[START OF Data records]

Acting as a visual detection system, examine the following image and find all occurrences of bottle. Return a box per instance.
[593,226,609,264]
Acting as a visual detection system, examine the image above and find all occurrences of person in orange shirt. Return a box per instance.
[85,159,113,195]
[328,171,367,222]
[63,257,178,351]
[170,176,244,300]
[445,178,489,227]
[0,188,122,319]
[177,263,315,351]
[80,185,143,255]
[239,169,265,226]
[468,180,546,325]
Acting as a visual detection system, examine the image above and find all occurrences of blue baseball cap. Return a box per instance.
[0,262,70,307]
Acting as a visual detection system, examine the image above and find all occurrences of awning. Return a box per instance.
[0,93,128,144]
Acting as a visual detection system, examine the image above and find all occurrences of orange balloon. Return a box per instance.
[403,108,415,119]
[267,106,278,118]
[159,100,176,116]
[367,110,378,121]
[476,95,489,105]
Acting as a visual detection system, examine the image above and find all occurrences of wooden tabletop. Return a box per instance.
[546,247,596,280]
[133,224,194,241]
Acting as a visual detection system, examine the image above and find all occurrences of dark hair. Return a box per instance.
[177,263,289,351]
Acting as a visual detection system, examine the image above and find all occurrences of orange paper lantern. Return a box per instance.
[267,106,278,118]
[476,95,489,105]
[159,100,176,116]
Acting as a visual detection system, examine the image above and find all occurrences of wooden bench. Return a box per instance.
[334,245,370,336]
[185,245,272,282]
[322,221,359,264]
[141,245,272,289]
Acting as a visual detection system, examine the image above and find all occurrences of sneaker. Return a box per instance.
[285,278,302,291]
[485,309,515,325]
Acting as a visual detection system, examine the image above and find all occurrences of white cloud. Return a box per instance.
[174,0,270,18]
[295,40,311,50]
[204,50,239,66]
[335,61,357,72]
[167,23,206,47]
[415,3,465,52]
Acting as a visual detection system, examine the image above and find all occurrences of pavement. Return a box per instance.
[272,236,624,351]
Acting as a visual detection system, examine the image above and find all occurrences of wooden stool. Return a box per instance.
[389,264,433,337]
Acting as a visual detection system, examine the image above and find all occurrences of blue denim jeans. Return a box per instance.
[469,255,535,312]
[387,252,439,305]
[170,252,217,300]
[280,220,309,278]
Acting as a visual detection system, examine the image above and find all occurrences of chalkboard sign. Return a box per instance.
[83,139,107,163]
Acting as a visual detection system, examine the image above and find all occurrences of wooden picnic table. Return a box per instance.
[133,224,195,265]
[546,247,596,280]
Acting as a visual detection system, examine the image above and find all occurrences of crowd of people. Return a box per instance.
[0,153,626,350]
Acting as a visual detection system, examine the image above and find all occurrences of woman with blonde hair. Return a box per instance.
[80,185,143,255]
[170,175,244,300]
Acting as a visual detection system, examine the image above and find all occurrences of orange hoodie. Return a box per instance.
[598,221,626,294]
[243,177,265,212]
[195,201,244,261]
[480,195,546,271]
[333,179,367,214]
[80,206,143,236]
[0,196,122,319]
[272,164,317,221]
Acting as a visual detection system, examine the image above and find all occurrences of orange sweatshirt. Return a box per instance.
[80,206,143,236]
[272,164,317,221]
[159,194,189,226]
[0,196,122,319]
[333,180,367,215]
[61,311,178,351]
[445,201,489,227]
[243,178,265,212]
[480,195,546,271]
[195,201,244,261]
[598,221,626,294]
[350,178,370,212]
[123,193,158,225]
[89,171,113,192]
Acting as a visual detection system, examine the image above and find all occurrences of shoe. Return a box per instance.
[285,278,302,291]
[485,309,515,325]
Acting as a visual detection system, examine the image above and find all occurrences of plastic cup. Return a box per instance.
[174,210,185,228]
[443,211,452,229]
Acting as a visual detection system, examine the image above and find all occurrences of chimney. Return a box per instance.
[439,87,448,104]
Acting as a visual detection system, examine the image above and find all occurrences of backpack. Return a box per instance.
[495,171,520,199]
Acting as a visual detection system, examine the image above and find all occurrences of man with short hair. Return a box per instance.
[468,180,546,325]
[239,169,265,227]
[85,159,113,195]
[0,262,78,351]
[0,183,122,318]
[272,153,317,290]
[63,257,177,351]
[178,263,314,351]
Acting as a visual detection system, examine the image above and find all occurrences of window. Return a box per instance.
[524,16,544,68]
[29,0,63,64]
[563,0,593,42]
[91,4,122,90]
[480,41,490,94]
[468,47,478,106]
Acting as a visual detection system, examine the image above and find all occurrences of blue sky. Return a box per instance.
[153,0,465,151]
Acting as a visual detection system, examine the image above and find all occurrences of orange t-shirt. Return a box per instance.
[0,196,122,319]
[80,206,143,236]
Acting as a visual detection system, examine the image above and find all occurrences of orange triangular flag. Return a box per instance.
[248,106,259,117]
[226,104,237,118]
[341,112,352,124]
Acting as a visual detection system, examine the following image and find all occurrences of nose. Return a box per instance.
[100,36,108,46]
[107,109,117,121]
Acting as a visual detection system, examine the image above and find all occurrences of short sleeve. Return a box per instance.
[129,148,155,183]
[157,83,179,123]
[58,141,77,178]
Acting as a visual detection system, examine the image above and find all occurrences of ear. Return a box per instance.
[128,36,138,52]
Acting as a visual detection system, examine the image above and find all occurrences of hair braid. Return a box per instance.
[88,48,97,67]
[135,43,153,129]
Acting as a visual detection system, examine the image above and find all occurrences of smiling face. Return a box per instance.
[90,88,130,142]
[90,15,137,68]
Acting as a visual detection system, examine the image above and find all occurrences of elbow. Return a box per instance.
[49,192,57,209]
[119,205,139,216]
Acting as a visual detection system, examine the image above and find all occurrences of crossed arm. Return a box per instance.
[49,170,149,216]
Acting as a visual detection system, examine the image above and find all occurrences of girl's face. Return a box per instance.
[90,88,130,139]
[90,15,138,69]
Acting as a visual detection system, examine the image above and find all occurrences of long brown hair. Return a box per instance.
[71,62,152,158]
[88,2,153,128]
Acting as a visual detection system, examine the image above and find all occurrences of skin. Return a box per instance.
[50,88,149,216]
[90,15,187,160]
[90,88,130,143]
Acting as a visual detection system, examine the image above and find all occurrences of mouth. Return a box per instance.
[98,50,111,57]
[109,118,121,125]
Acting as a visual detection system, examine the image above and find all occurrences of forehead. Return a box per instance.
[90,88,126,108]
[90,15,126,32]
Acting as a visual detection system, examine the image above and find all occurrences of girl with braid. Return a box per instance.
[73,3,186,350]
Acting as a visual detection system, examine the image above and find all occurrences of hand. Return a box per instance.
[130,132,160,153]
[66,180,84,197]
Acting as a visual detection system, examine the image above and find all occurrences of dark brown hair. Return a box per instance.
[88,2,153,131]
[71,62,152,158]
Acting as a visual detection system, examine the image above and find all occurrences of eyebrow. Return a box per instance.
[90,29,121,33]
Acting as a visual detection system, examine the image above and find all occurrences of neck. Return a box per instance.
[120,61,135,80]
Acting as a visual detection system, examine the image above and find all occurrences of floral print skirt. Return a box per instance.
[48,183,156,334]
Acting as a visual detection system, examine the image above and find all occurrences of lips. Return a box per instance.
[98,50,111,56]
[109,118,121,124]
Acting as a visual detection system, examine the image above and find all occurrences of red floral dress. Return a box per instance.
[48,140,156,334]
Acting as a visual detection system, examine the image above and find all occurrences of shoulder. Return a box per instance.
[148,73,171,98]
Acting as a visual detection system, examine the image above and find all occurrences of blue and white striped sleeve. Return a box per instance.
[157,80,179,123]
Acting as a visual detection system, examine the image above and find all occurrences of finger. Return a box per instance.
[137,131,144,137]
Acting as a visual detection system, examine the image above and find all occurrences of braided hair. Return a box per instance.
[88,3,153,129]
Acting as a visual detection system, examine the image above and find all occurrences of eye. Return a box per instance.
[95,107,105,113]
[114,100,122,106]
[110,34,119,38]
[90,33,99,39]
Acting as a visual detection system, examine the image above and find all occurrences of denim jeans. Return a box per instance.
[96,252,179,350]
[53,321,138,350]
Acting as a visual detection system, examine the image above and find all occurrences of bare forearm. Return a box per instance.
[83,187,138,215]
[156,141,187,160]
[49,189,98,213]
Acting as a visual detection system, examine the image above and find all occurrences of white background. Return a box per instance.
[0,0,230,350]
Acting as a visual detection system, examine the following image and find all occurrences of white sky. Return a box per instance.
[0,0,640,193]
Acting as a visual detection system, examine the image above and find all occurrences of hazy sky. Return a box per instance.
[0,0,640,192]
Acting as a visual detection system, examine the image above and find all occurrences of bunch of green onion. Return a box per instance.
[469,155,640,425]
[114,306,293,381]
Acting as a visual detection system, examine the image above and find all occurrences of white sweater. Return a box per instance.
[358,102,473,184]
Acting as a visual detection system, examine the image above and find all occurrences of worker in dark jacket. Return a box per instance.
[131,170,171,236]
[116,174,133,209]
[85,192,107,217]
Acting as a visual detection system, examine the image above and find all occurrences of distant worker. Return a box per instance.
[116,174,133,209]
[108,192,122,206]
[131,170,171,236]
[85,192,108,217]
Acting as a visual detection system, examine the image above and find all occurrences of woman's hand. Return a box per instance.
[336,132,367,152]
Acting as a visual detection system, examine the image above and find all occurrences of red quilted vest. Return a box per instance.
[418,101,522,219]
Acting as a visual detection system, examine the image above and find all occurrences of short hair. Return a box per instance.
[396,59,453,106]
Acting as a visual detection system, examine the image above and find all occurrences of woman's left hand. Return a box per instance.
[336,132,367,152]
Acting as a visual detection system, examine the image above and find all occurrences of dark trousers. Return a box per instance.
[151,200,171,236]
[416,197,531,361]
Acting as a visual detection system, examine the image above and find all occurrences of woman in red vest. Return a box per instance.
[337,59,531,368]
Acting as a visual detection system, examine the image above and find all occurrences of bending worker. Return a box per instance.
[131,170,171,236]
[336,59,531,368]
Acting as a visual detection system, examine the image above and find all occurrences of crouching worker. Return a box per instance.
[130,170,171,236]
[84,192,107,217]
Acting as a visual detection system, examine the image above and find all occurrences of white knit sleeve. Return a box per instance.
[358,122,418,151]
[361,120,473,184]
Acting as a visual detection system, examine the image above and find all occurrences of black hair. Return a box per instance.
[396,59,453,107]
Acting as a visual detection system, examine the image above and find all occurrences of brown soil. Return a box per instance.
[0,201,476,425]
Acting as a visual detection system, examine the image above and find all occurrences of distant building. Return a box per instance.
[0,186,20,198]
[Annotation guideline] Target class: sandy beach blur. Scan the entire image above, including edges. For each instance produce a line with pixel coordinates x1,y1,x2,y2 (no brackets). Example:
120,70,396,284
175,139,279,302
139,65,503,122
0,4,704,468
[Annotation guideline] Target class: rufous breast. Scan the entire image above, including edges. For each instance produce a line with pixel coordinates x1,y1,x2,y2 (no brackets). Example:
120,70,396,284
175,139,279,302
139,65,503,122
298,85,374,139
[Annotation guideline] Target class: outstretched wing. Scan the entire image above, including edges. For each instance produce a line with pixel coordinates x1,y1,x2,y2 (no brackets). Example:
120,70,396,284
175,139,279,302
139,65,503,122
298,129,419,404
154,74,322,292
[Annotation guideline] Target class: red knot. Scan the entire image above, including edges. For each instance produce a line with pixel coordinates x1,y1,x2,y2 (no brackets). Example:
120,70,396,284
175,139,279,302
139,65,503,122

[END OF Data records]

## Exercise aim
Could you repeat the lines from the one containing "pavement. Return a box per instance." up to and including the one containing "[280,220,309,278]", offsetting every bounding box coordinate by 45 and leaving the request lines unchanged?

## Full output
Acting as a visual detection system, examine the image above and find all occurrences of pavement. Return a box per instance.
[317,281,669,396]
Acting as a visual detection system, examine the image above and find all occurrences of wooden stool. Return a box per instance.
[434,309,478,382]
Acting as a visual detection system, examine the image above and find all occurrences of blue denim jeans. Return a box per instance.
[514,300,580,357]
[432,297,484,350]
[215,297,262,345]
[325,265,354,323]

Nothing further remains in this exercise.